◆ Task list:
[A] In the forum post about the zero-one-inflated beta mixed model, what values were the extreme responses recoded to?
[B] Continue the forum post about the zero-one-inflated beta mixed model, picking up after its final line.

◆ Passage provided:
══════════════════════════════

Hi, I am trying to run a zero-one-inflated beta mixed model with my study.
Rational for using this model: The DV is a bounded variable signifying the likelihood a person is going to look to location A (0) or location B (1). The response was given on a slider on multiple trials, and most of the responses fell on or around 1 but there is a small (although present) peak on the 0 as well. As this variable is bounded and J shaped, I recoded the extremes to be e-5 and 1-(e-5). The IVs are categorical and represent the membership to two (gender and political) groups and the levels of dishonesty presented in the scenario.
First Question: Do you think it is an appropriate model (I am not a statistician)?
Secondly, when I run the model something weird happens. This is the model I run (I am using a MacBook Air).
zoib_model <- bf(
Newscore ~ honesty_number*Political_group_dummy*Gender_group+
(1|number_participant) + (1|Scenario_Number),
phi ~ honesty_number*Political_group_dummy*Gender_group+
(1|number_participant) + (1|Scenario_Number),
zoi ~ honesty_number*Political_group_dummy*Gender_group+
(1|number_participant) + (1|Scenario_Number),
coi ~ honesty_number*Political_group_dummy*Gender_group+
(1|number_participant) + (1|Scenario_Number),
family = zero_one_inflated_beta()
)
fit <- brm(
formula = zoib_model,
data = total_file_HighICS,
cores = 4,
thin = 4,
iter = 4000
)
And this is what runs, until its stops.
"Compiling Stan program...
Start sampling
starting worker pid=42318 on localhost:11174 at 16:47:59.584
starting worker pid=42333 on localhost:11174 at 16:47:59.885
starting worker pid=42347 on localhost:11174 at 16:48:00.165
starting worker pid=42361 on localhost:11174 at 16:48:00.488
SAMPLING FOR MODEL '884207f16b9ac795e3a747f16199f39e' NOW (CHAIN 1).
Chain 1:
Chain 1: Gradient evaluation took 0.015805 seconds
Chain 1: 1000 transitions using 10 leapfrog steps per transition would take 158.05 seconds.
Chain 1: Adjust your expectations accordingly!
Chain 1:
Chain 1:
Chain 1: Iteration: 1 / 4000 [ 0%] (Warmup)
SAMPLING FOR MODEL '884207f16b9ac795e3a747f16199f39e' NOW (CHAIN 2).
Chain 2:
Chain 2: Gradient evaluation took 0.015603 seconds
Chain 2: 1000 transitions using 10 leapfrog steps per transition would take 156.03 seconds.
Chain 2: Adjust your expectations accordingly!
Chain 2:
Chain 2:
Chain 2: Iteration: 1 / 4000 [ 0%] (Warmup)
SAMPLING FOR MODEL '884207f16b9ac795e3a747f16199f39e' NOW (CHAIN 3).
Chain 3:
Chain 3: Gradient evaluation took 0.016704 seconds
Chain 3: 1000 transitions using 10 leapfrog steps per transition would take 167.04 seconds.
Chain 3: Adjust your expectations accordingly!
Chain 3:
Chain 3:
Chain 3: Iteration: 1 / 4000 [ 0%] (Warmup)
SAMPLING FOR MODEL '884207f16b9ac795e3a747f16199f39e' NOW (CHAIN 4).
Chain 4:
Chain 4: Gradient evaluation took 0.017622 seconds
Chain 4: 1000 transitions using 10 leapfrog steps per transition would take 176.22 seconds.
Chain 4: Adjust your expectations accordingly!
Chain 4:
Chain 4:
Chain 4: Iteration: 1 / 4000 [ 0%] (Warmup)"

══════════════════════════════

◆ Information shown:
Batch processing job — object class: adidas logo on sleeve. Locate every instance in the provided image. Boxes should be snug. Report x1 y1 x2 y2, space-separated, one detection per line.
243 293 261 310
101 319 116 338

══════════════════════════════

◆ Answers given:
[A] e-5 and 1-(e-5)

[B]
Am I doing something wrong? Would assigning different priors change something?
Final question:
I wanted two add priors to the interactions, and wanted to model them after the pilot data. They are all beta destributed (as expected). Do you think it is best to use beta distributions (beta(alpha, beta)) to set priors or have them normal or student t?
If you are using a zero-one-inflated beta model, why did you transform the response so that it was only close to zero or one?
Your model is extremely flexible. Whether or not it is appropriate is difficult for anyone to say, as that depends on your research question, background knowledge, assumptions of the study, etc. I would say it is a very flexible model, though, and that could pose challenges to fitting it, but that doesn’t mean that it is necessarily inappropriate. However, you might want to start much simpler and work your way up to more complex models. With each model built, you can check your model with posterior predictive checks of different kinds to visually inspect different assumptions that you have built into the model and make adjustments accordingly.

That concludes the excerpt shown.